- [Travail à réaliser]
• a. D'après l'extrait du débat sur la proposition de loi, quelle loi ce texte vient-il compléter ?
• b. Dans l'extrait du débat sur la proposition de loi, résumez sous forme de liste le paragraphe qui commence par « Mme Virginie Duby-Muller. Nous arrivons » en conservant ses faits principaux.
• c. Prolongez l'extrait du débat sur la proposition de loi à partir de sa dernière phrase.

Vous l'aurez compris, le groupe SER votera en faveur de l'excellente proposition de loi de Patrick Bloche telle que nous l'avons adoptée le 18 juillet dernier. Elle vient compléter la loi du 15 novembre 2013 qui a réformé le mode de nomination des présidents de l'audiovisuel public. Ainsi, comme vous pouvez le constater, notre majorité a su mettre la transparence, la liberté, et l'indépendance des médias au cœur de ce quinquennat !

Mme Virginie Duby-Muller. Nous arrivons donc au terme de l'examen de cette proposition de loi, dont l’initiative revient à notre président-rapporteur et qui avait fait du bruit lors de son dépôt. Comme vous vous en souvenez, mes chers collègues, elle avait été qualifiée au départ de « texte anti-Bolloré », et tous les projecteurs étaient braqués sur la généralisation des comités d'éthique. Les débats ont toutefois révélé d'autres difficultés, sur lesquelles je souhaiterais revenir au nom du groupe Les Républicains, l’absence d'accord en CMP nous conduisant à exprimer de nouveau nos positions.

- [Liste]
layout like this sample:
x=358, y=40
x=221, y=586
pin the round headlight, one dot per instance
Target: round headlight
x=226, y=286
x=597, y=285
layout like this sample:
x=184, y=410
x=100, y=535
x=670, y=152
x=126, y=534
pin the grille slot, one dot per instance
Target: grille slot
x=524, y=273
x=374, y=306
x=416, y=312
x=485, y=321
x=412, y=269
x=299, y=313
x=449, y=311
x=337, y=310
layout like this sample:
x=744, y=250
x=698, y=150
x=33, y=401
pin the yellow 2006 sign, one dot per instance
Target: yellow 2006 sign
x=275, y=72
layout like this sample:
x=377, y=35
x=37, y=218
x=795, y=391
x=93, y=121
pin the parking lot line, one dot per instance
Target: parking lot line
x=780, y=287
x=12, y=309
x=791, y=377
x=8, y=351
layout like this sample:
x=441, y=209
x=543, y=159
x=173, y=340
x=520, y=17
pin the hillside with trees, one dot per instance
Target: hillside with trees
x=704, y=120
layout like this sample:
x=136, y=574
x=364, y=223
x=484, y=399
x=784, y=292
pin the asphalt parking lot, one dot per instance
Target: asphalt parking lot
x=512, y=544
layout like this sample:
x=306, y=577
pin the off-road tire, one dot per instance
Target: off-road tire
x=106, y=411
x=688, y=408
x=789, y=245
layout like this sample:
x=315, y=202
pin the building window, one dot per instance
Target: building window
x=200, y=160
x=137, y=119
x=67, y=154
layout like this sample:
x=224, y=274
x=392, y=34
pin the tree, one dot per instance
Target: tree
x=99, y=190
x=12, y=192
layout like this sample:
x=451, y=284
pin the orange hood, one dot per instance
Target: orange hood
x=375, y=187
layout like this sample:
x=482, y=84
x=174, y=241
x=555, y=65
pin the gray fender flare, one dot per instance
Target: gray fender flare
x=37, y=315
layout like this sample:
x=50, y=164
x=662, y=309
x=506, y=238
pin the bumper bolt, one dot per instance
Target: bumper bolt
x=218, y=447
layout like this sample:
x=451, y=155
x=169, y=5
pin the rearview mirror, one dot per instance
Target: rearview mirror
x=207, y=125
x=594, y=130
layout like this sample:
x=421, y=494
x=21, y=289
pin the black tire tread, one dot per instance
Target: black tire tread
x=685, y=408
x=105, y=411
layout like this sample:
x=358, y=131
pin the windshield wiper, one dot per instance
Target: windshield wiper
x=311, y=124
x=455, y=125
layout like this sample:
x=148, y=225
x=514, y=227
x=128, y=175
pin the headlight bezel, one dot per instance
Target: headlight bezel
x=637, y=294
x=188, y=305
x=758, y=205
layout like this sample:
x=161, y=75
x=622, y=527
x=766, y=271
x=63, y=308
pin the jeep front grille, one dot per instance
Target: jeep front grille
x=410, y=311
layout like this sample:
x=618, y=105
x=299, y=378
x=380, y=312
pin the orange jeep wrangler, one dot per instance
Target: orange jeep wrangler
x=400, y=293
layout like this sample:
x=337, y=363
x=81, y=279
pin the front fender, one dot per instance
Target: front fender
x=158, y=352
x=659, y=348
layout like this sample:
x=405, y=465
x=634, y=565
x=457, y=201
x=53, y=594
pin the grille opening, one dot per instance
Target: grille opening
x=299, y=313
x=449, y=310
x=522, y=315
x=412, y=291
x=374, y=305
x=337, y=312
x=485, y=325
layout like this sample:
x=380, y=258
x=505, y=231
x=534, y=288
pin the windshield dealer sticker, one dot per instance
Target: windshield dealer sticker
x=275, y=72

* * *

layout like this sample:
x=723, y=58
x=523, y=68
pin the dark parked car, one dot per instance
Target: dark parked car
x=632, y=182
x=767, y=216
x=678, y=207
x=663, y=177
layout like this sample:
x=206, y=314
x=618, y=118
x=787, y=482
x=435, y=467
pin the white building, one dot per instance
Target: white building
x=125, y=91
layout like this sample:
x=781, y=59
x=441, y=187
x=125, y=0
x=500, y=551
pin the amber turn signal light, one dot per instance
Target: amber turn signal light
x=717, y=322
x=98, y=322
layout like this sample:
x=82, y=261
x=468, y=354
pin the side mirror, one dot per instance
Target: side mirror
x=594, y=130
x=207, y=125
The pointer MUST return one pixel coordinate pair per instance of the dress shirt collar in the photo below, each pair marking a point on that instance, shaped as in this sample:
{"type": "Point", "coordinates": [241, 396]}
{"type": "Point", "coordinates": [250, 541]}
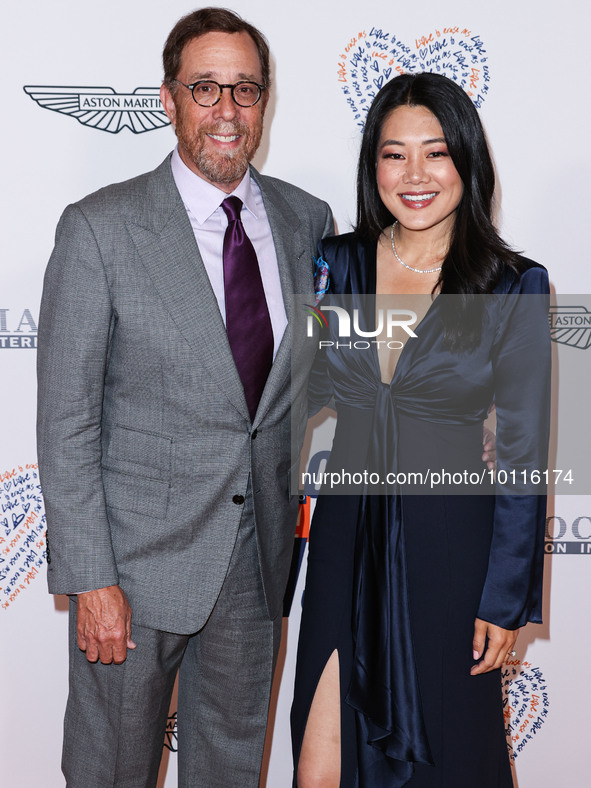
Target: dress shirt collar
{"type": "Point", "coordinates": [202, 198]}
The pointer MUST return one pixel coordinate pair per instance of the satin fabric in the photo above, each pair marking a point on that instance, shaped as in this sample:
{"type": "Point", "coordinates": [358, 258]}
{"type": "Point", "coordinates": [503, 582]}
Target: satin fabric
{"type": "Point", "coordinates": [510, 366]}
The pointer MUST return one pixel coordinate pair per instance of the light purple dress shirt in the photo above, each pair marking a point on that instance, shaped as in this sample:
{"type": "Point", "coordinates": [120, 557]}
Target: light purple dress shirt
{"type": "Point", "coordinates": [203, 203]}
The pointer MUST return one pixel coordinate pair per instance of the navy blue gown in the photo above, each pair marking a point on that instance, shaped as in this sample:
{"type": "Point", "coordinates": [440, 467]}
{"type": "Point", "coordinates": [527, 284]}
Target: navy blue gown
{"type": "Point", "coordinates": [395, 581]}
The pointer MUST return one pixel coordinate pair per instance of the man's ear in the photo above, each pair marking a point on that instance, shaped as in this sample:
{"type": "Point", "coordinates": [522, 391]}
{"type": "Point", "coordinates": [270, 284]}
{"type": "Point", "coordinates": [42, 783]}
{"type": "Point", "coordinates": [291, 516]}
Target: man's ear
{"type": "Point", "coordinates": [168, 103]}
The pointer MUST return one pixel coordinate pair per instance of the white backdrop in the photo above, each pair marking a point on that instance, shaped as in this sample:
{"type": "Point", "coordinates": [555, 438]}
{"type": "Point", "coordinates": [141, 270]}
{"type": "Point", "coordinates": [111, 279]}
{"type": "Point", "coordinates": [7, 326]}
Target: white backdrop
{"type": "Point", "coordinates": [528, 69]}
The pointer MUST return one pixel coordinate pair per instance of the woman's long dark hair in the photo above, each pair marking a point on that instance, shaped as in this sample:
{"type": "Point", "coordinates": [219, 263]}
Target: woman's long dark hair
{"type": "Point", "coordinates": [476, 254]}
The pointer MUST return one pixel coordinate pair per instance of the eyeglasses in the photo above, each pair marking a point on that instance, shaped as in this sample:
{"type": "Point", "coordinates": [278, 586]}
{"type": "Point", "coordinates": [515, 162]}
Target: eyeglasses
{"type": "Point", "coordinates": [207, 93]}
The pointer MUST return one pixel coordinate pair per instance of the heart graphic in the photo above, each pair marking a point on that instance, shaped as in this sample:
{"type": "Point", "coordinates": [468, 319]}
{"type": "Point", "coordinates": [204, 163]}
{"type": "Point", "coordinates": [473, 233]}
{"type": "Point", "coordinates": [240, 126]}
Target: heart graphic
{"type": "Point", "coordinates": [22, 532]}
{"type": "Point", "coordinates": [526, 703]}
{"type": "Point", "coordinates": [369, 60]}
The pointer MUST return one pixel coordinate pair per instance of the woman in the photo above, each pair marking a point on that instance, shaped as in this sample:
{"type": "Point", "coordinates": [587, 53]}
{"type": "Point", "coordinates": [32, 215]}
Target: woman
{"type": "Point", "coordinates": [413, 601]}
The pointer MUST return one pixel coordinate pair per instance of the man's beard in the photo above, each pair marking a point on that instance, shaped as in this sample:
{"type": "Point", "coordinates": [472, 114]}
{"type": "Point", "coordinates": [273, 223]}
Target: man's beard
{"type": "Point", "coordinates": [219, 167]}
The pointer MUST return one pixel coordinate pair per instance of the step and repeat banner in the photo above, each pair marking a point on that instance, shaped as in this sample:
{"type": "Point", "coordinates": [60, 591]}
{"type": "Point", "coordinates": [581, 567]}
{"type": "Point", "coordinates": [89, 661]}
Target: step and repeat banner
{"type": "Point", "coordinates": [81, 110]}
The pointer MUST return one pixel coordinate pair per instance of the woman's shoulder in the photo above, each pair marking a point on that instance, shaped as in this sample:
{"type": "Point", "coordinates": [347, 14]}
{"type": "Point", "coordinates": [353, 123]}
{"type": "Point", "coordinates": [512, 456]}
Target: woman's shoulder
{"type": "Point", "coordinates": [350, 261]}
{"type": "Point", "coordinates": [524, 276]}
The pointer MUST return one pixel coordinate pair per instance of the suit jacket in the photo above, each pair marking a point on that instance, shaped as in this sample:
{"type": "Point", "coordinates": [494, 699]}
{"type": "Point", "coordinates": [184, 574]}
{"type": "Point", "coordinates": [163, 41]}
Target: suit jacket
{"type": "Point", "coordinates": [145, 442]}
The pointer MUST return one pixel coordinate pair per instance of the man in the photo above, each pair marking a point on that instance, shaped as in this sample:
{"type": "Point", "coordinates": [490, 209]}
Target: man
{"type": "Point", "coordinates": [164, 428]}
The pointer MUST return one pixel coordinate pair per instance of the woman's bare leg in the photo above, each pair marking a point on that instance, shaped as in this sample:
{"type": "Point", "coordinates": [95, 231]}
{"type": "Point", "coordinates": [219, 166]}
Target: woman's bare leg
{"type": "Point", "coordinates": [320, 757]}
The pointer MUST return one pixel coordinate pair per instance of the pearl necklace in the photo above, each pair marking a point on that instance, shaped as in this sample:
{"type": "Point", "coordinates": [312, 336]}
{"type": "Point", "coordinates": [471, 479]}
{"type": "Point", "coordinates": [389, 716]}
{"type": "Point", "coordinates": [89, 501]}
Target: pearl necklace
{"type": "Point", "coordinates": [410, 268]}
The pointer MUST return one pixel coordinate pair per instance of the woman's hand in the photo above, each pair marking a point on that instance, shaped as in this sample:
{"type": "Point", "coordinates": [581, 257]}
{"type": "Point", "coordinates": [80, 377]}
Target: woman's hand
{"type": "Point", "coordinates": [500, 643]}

- [Les réponses]
• a. La loi du 15 novembre 2013, qui a réformé le mode de nomination des présidents de l'audiovisuel public.

• b.
- L'examen de la proposition de loi, lancée à l'initiative du président-rapporteur, touche à sa fin.
- Le texte avait fait du bruit lors de son dépôt et avait d'abord été qualifié de « texte anti-Bolloré ».
- L'attention se portait alors surtout sur la généralisation des comités d'éthique.
- Les débats ont révélé d'autres difficultés, sur lesquelles le groupe Les Républicains souhaite revenir.
- Faute d'accord en CMP, ce groupe exprime de nouveau ses positions.

• c.
Notre première inquiétude est causée par le flou qui entoure la notion de conviction professionnelle. Certes, les chartes déontologiques proposées par notre groupe tentent, autant que faire se peut, d'encadrer le nouveau droit d'opposition créé à l'article 1er ; certes, vous avez consenti à supprimer l'adjectif « intime » qui suscitait de fortes inquiétudes. Cependant, nous estimons qu’il convient, et pas seulement dans le cadre des chartes, de définir plus précisément cette notion de conviction professionnelle sur laquelle se fonde le nouveau droit d'opposition créé à l'article 1er. À défaut de précision, ce nouveau droit ne peut s'analyser que comme un droit opposable teinté de subjectivité. Or, c'est un droit substantiel qui peut déstabiliser le fonctionnement des rédactions et qui fragilise le régime de responsabilité en vigueur. Demain, un directeur de la publication pourra se trouver responsable civilement et pénalement de contenus qu'il n'aura pas pu faire supprimer ou rectifier. C'est un véritable problème, sur lequel la proposition de loi reste silencieuse.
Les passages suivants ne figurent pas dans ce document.